**Text segment**:
Perhaps the biggest area of contradiction in Constantinople was in the area of religion. Constantine I made his empire enough of a paradox by transplanting the capital of Rome to a city far away from Rome itself, but even bigger than that was replacing the traditional religion of Rome with Christianity and still calling it Roman. The Christianity that Constantinople developed was itself a further contradiction. On the one hand, Constantine I, and the empire he recreated, saved Christianity time and again from internal and external disasters – internally, heresies like Arianism, monophysitism and Nestorianism; externally, invasion and forced conversion to Islam by Saracens and Turks. Without the Byzantine Empire there would be no finalized canon of scripture and no formulated doctrine of the Trinity. Let’s face it, without the Byzantine Empire, there might not be any Christianity at all. The near-invincible walls of Constantinople were time and again the only things stopping the Islamic hordes from marching across Europe and putting an end to the faith of the Apostles. On the other hand, Constantine’s empire is responsible for some of the greatest perversions of Christianity ever to infect the faith. The empire may have crushed the old heresies of Arianism, monophysitism and Nestorianism, but it also gave birth to them. It was by an Arian bishop that Constantine I himself was baptized. The Byzantine emperors wore their crown in the name of Christ and, as Constantine’s vision demanded, conquered in the sign of the Cross, but they were more murderous, rapacious, hedonistic and cruel than their pagan Roman predecessors. And this, to me, is the most fascinating, and tragic, quality of Constantinople.

**Source data**:
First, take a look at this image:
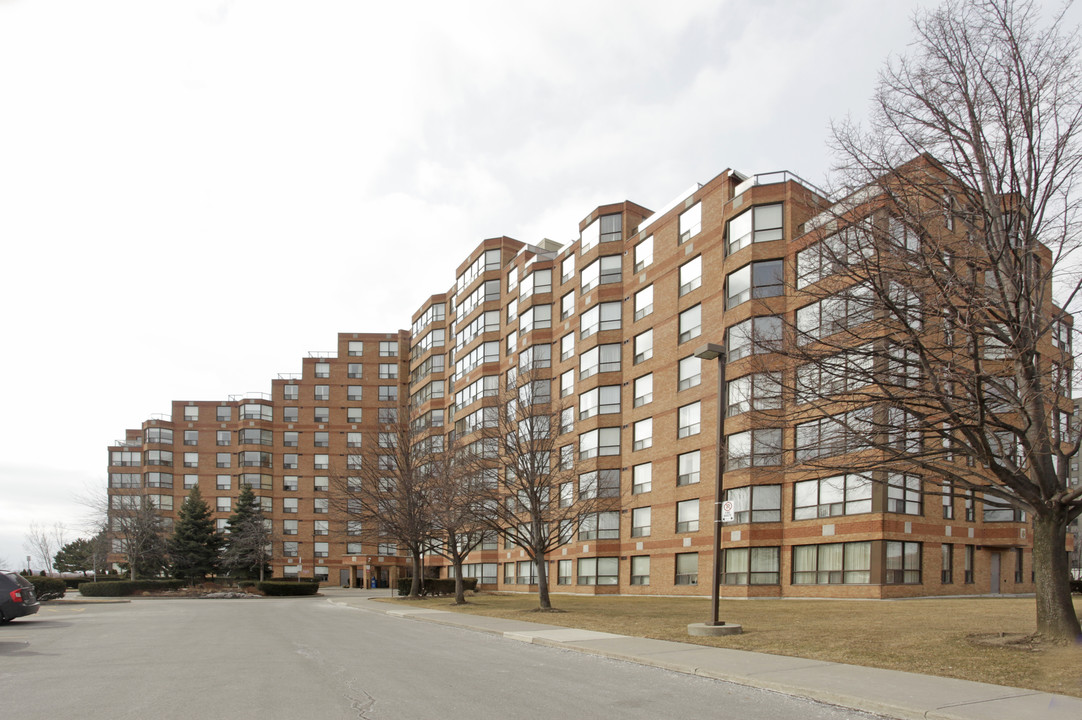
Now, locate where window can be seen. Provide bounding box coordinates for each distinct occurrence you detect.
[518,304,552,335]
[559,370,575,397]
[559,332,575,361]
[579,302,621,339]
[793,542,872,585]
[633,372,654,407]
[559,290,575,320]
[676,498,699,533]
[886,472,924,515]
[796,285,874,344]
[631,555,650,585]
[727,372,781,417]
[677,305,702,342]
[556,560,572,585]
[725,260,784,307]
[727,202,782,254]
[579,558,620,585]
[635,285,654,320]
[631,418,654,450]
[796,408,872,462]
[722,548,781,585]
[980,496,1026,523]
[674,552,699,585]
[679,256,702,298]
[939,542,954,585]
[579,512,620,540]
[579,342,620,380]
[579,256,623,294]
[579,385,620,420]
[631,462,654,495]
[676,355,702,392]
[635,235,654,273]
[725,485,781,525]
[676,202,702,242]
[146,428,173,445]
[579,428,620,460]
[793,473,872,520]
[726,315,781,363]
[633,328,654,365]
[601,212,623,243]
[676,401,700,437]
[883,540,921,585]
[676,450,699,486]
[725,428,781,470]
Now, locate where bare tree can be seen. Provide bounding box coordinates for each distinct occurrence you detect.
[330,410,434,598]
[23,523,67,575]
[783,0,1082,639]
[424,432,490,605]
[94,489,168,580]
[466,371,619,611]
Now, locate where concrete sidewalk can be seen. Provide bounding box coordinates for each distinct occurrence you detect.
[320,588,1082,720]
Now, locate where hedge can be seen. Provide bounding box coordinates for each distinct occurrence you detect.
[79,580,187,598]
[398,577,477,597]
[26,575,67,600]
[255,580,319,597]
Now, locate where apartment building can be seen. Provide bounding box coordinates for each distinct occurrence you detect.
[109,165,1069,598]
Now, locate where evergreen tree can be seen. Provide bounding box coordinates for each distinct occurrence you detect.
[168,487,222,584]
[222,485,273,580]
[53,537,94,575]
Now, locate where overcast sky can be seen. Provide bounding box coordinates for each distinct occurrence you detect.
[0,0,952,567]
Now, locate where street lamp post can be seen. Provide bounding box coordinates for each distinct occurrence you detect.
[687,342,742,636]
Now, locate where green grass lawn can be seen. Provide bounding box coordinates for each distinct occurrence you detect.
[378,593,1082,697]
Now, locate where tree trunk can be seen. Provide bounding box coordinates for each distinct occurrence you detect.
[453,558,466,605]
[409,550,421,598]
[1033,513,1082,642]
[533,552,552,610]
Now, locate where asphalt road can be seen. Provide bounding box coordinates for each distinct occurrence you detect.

--

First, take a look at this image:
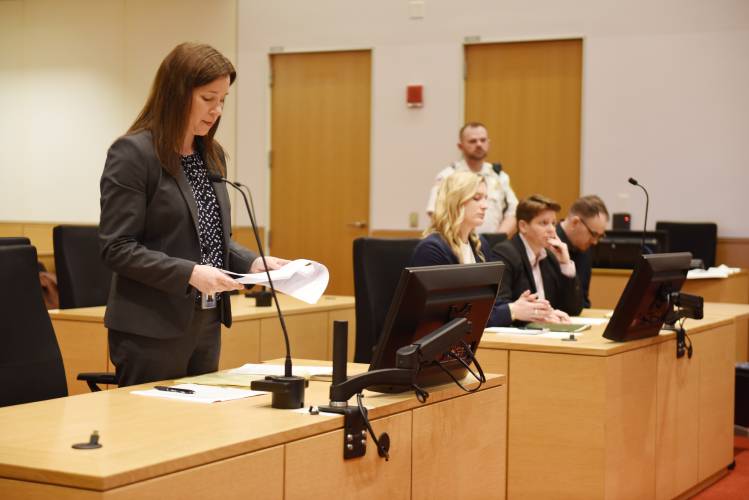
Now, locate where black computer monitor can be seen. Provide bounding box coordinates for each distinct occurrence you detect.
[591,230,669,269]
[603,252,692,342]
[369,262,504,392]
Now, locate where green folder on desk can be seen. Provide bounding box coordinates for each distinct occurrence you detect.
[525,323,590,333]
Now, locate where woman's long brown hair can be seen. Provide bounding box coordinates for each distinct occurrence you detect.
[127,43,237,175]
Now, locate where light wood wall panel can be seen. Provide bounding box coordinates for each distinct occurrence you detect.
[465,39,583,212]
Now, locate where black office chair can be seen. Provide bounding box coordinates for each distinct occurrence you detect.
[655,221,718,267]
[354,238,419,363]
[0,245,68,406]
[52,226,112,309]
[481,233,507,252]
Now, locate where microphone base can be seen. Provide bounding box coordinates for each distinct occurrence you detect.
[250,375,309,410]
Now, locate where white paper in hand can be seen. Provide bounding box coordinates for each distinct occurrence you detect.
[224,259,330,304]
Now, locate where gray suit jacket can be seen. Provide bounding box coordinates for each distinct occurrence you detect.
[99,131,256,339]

**Exercise set**:
A – Using the passage on Constantinople and religion, decide whether each statement agrees with it. Answer yes or no for each, and quote the words that decide it.
(i) Constantine I was baptized by an Arian bishop.
(ii) The Byzantine emperors were gentler than their pagan Roman predecessors.
(iii) The walls of Constantinople repeatedly kept the Islamic hordes from marching across Europe.
B – Answer these questions from the passage on Constantinople and religion.
(i) Which three heresies does it name?
(ii) Which two peoples does it name as external threats of invasion and forced conversion to Islam?
(iii) What two things does it say would not exist without the Byzantine Empire?

**Responses for each task**:
A –
(i) Yes: "It was by an Arian bishop that Constantine I himself was baptized."
(ii) No: "they were more murderous, rapacious, hedonistic and cruel than their pagan Roman predecessors"
(iii) Yes: "The near-invincible walls of Constantinople were time and again the only things stopping the Islamic hordes from marching across Europe"

B –
(i) Arianism, monophysitism and Nestorianism
(ii) Saracens and Turks
(iii) A finalized canon of scripture and a formulated doctrine of the Trinity